§ **Work to complete**: Return every line of the items below that contains the string "Segment".

§ **Input records**:

***

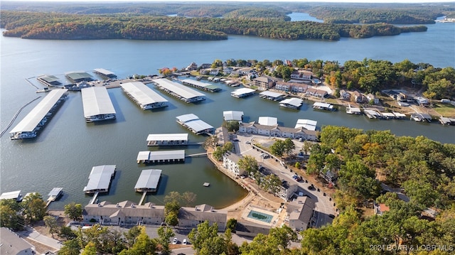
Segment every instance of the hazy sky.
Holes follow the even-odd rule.
[[[7,0],[8,1],[8,0]],[[90,1],[92,3],[96,2],[146,2],[146,1],[159,1],[159,2],[168,2],[168,1],[185,1],[187,3],[194,3],[197,1],[210,1],[210,2],[223,2],[223,1],[242,1],[242,2],[264,2],[264,1],[288,1],[288,2],[333,2],[333,3],[441,3],[441,2],[455,2],[454,0],[14,0],[14,1],[60,1],[60,2],[75,2],[75,1]]]

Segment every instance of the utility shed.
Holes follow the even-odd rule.
[[[141,173],[139,178],[136,183],[134,190],[136,192],[156,191],[159,178],[161,176],[161,169],[146,169]]]

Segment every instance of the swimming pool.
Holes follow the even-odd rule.
[[[265,213],[259,212],[257,211],[253,211],[252,210],[250,211],[248,213],[249,218],[260,220],[261,222],[270,223],[272,222],[272,219],[273,218],[272,215],[267,215]]]

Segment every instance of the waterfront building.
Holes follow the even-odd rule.
[[[279,101],[282,99],[285,94],[278,92],[274,92],[272,91],[266,90],[259,93],[259,97],[260,98],[264,98],[266,99],[272,100],[272,101]]]
[[[304,100],[300,98],[288,98],[284,100],[280,101],[279,106],[282,107],[291,108],[294,109],[299,109],[304,104]]]
[[[314,200],[309,197],[297,197],[294,201],[289,202],[287,209],[289,227],[302,231],[311,227],[314,217]]]
[[[161,176],[161,169],[143,170],[137,179],[134,190],[136,192],[156,192]]]
[[[147,136],[148,146],[180,146],[188,144],[188,134],[151,134]]]
[[[244,175],[247,174],[246,171],[240,169],[238,165],[240,158],[242,158],[235,153],[225,153],[223,156],[223,167],[235,176]]]
[[[166,107],[168,100],[141,82],[120,85],[122,90],[143,110]]]
[[[11,140],[34,138],[66,98],[68,89],[53,89],[9,132]]]
[[[185,150],[139,151],[137,163],[169,163],[185,162]]]
[[[240,111],[224,111],[223,117],[226,121],[237,121],[242,122],[243,120],[243,112]]]
[[[202,82],[191,79],[182,80],[181,82],[182,84],[185,85],[191,86],[199,89],[210,91],[210,92],[216,92],[221,90],[220,87],[217,85],[213,85],[210,83]]]
[[[59,87],[62,85],[62,82],[60,82],[59,79],[54,75],[40,75],[36,77],[36,80],[38,80],[42,85],[48,87],[51,87],[51,86]]]
[[[117,204],[103,201],[86,205],[82,217],[84,222],[95,222],[102,225],[157,225],[164,222],[164,206],[151,202],[136,205],[128,200]]]
[[[234,97],[241,98],[241,97],[245,97],[252,95],[255,94],[255,92],[256,90],[255,89],[249,89],[247,87],[242,87],[241,89],[237,89],[233,92],[230,92],[230,95]]]
[[[35,254],[35,246],[6,227],[0,227],[0,251],[2,254]]]
[[[203,204],[194,207],[181,207],[178,210],[178,227],[196,227],[198,224],[208,221],[210,225],[216,223],[218,232],[226,229],[228,211],[215,210],[209,205]]]
[[[115,165],[97,166],[92,168],[88,183],[84,187],[85,193],[107,192],[115,173]]]
[[[315,131],[318,121],[311,119],[299,119],[296,123],[294,129],[304,128],[306,130]]]
[[[261,90],[267,90],[269,88],[272,87],[273,80],[268,78],[267,77],[258,77],[257,78],[253,79],[253,85],[257,87]]]
[[[93,76],[83,71],[67,72],[65,74],[65,77],[73,83],[93,80]]]
[[[181,84],[170,81],[168,79],[156,79],[154,80],[154,83],[159,89],[169,93],[186,103],[193,103],[205,99],[204,94]]]
[[[85,122],[116,118],[115,109],[105,87],[90,87],[81,89]]]
[[[213,126],[203,121],[198,116],[193,114],[177,116],[177,122],[184,127],[190,129],[196,134],[213,134]]]
[[[114,72],[103,68],[97,68],[93,70],[93,73],[101,76],[104,79],[117,79],[117,75]]]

***

§ **Answer**:
Segment every instance of the hazy sky.
Segment every instance of the utility shed.
Segment every instance of the swimming pool.
Segment every instance of the waterfront building.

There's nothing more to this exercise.